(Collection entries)

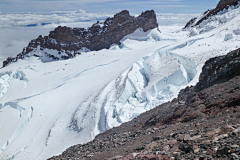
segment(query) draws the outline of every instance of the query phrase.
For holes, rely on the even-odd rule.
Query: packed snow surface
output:
[[[192,37],[179,26],[138,29],[108,50],[0,69],[0,159],[47,159],[172,100],[206,60],[239,47],[239,22]]]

### WHAT YOU SHOULD DO
Count the lines above that contain the word "every", with uppercase and lowercase treated as different. Reply with the number only.

### EXERCISE RESULT
1